# [GOAL]
Quote the records that follow in full and exactly; leave out the pictures.

Data listing
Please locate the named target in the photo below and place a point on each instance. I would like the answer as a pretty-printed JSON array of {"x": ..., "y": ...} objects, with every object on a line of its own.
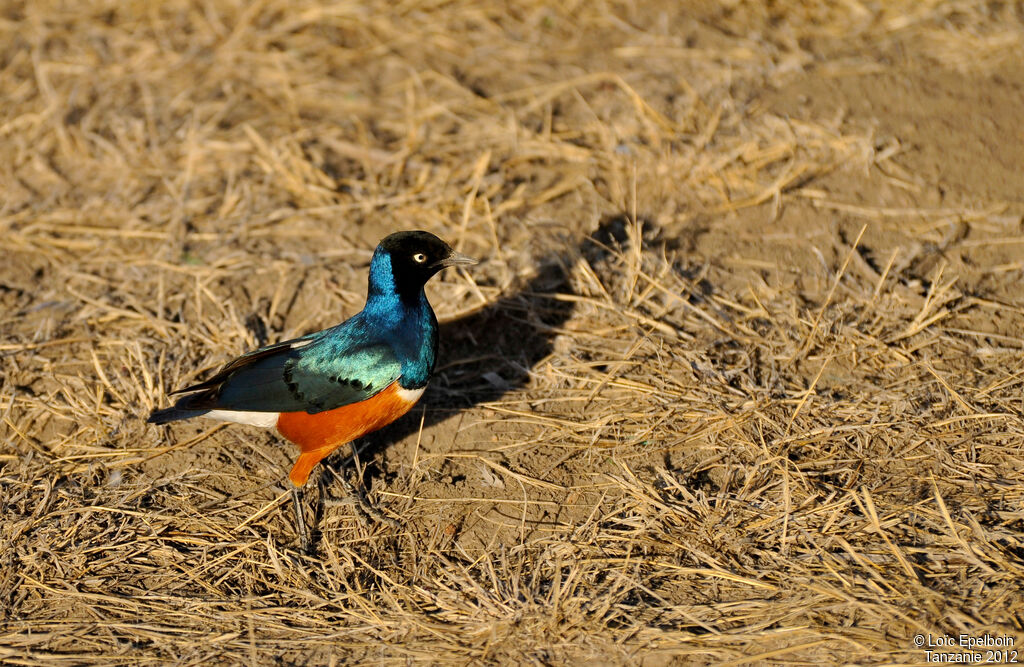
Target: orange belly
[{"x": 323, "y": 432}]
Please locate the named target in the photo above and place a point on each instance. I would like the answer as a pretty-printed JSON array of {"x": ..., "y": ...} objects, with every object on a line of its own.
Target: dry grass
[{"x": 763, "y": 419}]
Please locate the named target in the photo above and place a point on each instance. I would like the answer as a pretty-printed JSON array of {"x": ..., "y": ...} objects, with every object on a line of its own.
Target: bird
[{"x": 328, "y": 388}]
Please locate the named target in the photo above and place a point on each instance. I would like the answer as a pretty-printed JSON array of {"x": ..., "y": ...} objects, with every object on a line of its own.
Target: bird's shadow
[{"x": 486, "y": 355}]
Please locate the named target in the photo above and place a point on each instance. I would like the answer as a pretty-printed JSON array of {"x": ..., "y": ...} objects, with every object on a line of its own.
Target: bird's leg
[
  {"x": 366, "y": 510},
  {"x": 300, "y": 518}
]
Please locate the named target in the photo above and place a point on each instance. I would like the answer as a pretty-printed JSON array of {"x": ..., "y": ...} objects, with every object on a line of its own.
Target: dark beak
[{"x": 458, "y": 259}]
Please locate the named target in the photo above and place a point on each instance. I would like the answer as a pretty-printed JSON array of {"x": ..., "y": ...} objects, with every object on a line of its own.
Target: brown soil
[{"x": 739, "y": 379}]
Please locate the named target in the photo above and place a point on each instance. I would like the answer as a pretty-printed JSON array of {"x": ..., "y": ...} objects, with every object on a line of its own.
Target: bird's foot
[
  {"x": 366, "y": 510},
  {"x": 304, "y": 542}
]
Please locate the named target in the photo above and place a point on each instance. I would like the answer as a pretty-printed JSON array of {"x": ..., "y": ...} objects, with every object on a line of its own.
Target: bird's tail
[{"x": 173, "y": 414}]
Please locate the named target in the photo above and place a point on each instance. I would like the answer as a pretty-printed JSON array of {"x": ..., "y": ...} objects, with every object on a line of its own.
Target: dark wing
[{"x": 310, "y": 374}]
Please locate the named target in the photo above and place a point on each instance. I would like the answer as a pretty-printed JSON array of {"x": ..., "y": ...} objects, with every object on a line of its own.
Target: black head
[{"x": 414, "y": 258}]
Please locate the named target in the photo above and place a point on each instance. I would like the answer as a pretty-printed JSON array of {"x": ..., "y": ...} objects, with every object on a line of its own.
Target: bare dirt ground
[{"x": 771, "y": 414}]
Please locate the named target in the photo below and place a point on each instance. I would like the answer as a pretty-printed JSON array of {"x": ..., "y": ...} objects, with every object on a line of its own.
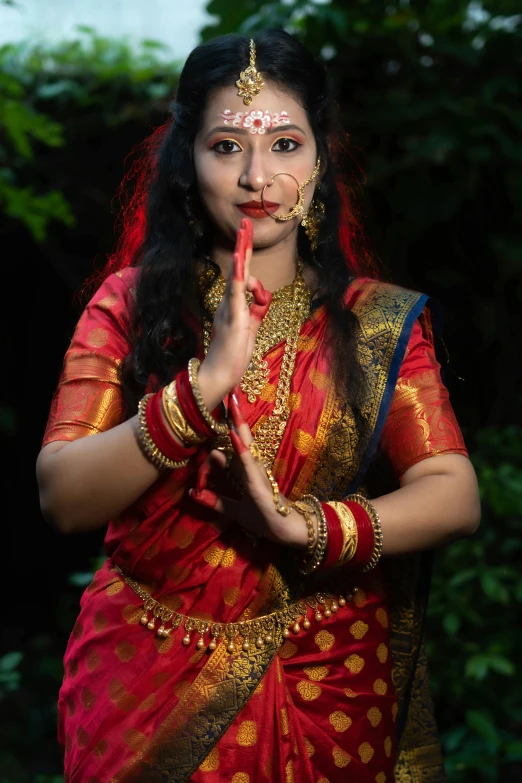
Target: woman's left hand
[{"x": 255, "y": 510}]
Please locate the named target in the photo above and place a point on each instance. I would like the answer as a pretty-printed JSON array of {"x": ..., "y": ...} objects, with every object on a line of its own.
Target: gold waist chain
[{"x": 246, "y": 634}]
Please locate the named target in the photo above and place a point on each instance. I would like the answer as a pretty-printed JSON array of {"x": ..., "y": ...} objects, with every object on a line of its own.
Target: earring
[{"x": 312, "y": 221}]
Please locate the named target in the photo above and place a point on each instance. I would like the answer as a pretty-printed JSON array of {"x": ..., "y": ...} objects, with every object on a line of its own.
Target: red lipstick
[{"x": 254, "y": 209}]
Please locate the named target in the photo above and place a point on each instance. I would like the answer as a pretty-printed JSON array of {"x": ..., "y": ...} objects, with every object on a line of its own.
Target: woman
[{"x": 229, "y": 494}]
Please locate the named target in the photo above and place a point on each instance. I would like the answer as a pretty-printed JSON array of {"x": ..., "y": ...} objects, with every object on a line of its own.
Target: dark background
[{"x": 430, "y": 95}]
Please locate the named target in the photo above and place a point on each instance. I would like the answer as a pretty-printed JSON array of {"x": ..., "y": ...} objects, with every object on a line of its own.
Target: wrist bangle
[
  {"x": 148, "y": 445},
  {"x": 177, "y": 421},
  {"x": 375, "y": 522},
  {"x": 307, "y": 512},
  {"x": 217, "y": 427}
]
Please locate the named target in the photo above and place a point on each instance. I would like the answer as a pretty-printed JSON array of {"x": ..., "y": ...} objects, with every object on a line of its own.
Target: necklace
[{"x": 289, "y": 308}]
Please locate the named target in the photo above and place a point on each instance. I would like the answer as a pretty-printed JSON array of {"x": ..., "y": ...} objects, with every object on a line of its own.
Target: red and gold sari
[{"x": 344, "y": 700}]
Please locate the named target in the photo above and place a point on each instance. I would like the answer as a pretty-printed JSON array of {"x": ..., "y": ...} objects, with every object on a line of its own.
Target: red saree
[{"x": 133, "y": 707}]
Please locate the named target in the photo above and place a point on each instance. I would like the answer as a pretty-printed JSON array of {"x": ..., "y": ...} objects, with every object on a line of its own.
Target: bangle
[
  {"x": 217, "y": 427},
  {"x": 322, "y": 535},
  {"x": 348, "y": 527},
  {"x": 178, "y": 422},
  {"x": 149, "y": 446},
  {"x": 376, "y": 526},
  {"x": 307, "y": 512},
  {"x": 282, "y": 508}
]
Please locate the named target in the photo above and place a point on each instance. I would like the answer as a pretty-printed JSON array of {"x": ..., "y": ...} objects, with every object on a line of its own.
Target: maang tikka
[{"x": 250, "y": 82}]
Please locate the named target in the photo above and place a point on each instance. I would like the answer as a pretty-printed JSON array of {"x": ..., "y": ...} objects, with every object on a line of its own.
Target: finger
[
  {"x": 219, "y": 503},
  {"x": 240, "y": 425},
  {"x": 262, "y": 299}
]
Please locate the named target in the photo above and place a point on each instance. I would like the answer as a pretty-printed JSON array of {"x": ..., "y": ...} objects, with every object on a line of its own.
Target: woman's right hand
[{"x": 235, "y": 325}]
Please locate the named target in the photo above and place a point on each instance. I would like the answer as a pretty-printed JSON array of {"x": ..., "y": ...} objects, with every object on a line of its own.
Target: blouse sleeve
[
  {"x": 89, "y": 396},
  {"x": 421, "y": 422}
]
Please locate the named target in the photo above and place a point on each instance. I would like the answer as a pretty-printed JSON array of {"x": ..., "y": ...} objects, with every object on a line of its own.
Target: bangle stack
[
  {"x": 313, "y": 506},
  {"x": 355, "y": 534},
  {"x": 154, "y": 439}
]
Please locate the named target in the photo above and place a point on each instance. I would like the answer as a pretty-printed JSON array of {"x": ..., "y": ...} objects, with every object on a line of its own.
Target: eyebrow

# [RESPONSE TO THE EXERCISE]
Please locate the named target in the photo below and place a point on each instance. I would like the answer as a pretty-printed JSON array of {"x": ..., "y": ...} objects, with every object on a line of its own.
Target: orange belly
[{"x": 323, "y": 432}]
Please locate the named target in the photo above and place a point on each instance. I would like the answer as a pretty-printed JSON array of {"x": ..., "y": ...} objects, with every object on a line of its own.
Target: dry grass
[{"x": 763, "y": 419}]
Please locate the named target in the photo above and place a point on each instance. I would like the answer as a pretty-printed JSON array of {"x": ..., "y": ...} objects, with every object on a line of its own.
Target: bird
[{"x": 328, "y": 388}]
Please locate the named target in the photo above and place a point on each instance. I would like the answer as a pretty-printed JSON array of {"x": ..., "y": ...} objects, with every object on a line of its own.
Target: bird's shadow
[{"x": 486, "y": 355}]
Please locate the named target in the photo above and place a point on each instance. I would like the answer as a pretty-printed JSON array of {"x": ..., "y": ...} objects, with every object on a line of its own.
Target: bird's leg
[
  {"x": 366, "y": 510},
  {"x": 300, "y": 518}
]
Please locate the named target in the photo above and place a point on each instance. I would like the answer as a pretty-printed JSON array of {"x": ..., "y": ...} objects, with every object on a line of its own.
Target: dark beak
[{"x": 458, "y": 259}]
Please locate the named target in the photo above and place a point on each instance. I would like the answer as a pretty-printed JSON array of {"x": ..., "y": ...} objects, with every object on a line of its own.
Target: brown soil
[{"x": 739, "y": 379}]
Please locate the named target in the photo above and place a point on each instance. I would like the answer as a pretty-printed JSON array of {"x": ..., "y": ...} objects, with every object on a line of its own.
Target: bird's foot
[
  {"x": 366, "y": 510},
  {"x": 304, "y": 542}
]
Please locate the named target in the photo above and place a point on each instance. I would like the answer as a pretty-printed JSON array of {"x": ..., "y": ...} objects, with every object on a line of its own.
Target: bird's tail
[{"x": 173, "y": 414}]
Please locate the named target in the photo above and place a point on each instance. I would like the answer as a pretty-printed JSON array of {"x": ..., "y": ...} objects, with every object on a line of its own.
Target: dark wing
[{"x": 310, "y": 374}]
Please locate the named target in the photo above and place a point on each instance. I would like the answer as a pretty-printed JSON array of {"x": ..., "y": ...} objects, with every object on a line of its own.
Target: black head
[{"x": 414, "y": 258}]
Please locate the named target in the photo above and place a point on each instance. I would like the answer as a pretty-printed JSON array of {"x": ..., "y": ...} objects, with every object on a line of its own.
Target: bare dirt ground
[{"x": 771, "y": 414}]
Please locate the named target in the photo below and place a point on each instance. I would like the answer as a pretty-printed JSON array of {"x": ..., "y": ...} objects, with every object on a line of its own.
Target: woman's left hand
[{"x": 255, "y": 510}]
Please locate the named target in the photo above and place a point on each instance. I would like the answer as a pretty-printed JSON array of {"x": ..., "y": ...} objects, with every object on a line of its own.
Target: gold waist chain
[{"x": 246, "y": 634}]
Please locate the named target in the photo above and place a point on each instance. I would like the answer as a pretty-printed JSON array of {"x": ..., "y": ...} objects, with every object on a line of its own.
Target: earring
[{"x": 312, "y": 221}]
Please locate the named target in the photo above and place a point on each instance. I would like the answer as a pretty-printed JSON array of {"x": ..., "y": ...} objects, with every object on a line of its own.
Target: red lipstick
[{"x": 254, "y": 209}]
Please locate the named target in the photo above and place a point on each instance. I would like the answer as a pretty-printed JSON array of {"x": ..., "y": ...} objects, with every object on a line of its own.
Target: woman
[{"x": 229, "y": 494}]
Please locate the named target in the photo above and place a point on each instance. I would like the answer as a pretty-printed JSON array of {"x": ..., "y": ...} objects, with every object on a line of its own.
Target: dark background
[{"x": 430, "y": 95}]
Please locate the named target in the photo above and place a point on each instance. I would like the answer as a pretty-printed JSON array of {"x": ..., "y": ...} objects, with every object on a line of its own.
Target: wrist bangle
[
  {"x": 148, "y": 445},
  {"x": 177, "y": 421},
  {"x": 375, "y": 522},
  {"x": 307, "y": 512},
  {"x": 217, "y": 427}
]
Please locate the named target in the photo above and place a point on each instance. I would like the answer as a pretty-printed JSON array of {"x": ..., "y": ...} objects, with every object on a line of its own.
Target: necklace
[{"x": 289, "y": 308}]
Please locate the named target in the photo above and place a point on each instance. I would like the answer as a pretty-printed JSON array of {"x": ..., "y": ...} objects, with every object on a line of its own.
Target: red and gold sari
[{"x": 344, "y": 700}]
Please locate the named target in the photo above and place a point on each instance. I would like the answer as a pretty-printed JSON array of {"x": ..., "y": ...} objects, with every object on a line of its own.
Target: red saree
[{"x": 133, "y": 707}]
Please locate the named target in the photo above and place a point on each instance. I would like the answer as a pretty-printed JSON array of {"x": ..., "y": ...} objects, with every object on a line of its own.
Target: bangle
[
  {"x": 217, "y": 427},
  {"x": 322, "y": 535},
  {"x": 348, "y": 527},
  {"x": 178, "y": 422},
  {"x": 149, "y": 446},
  {"x": 376, "y": 526},
  {"x": 307, "y": 512},
  {"x": 282, "y": 508}
]
Please locate the named target in the photo above and place a point on each instance. I would like the answer as a pretty-printed JSON array of {"x": ..., "y": ...} objects, with every object on a line of its own.
Target: maang tikka
[{"x": 250, "y": 82}]
Please locate the named target in the photo above and place a point on each instance. I would like the answer as a pretty-printed JSON array of {"x": ..., "y": ...} objects, with every object on a line of its own.
Target: finger
[
  {"x": 219, "y": 503},
  {"x": 240, "y": 425},
  {"x": 262, "y": 299}
]
Please locate the named target in the photo above and place a point on each instance. I would like the answer as a pretty-printed JSON array of {"x": ..., "y": ...} objects, with every object on a line of its own.
Target: woman's right hand
[{"x": 235, "y": 325}]
Please locate the named target in the photo above and place a point on each instance. I would like the answer as a pretty-printed JSON array of {"x": ..., "y": ...} objects, with every object on a line of its own.
Target: blouse sleeve
[
  {"x": 89, "y": 396},
  {"x": 421, "y": 422}
]
Please locate the named target in the photo above and place a point on each instance. I would like the answer as a pretty-printed JSON array of {"x": ..., "y": ...} objects, with every object on a line of its own.
Target: bangle stack
[
  {"x": 313, "y": 506},
  {"x": 355, "y": 534},
  {"x": 154, "y": 439}
]
Please locate the named target in the photo above and place a point on each instance. I would like the answer as a pretty-printed JSON array of {"x": ..., "y": ...} objects, with every object on a line of its own.
Target: eyebrow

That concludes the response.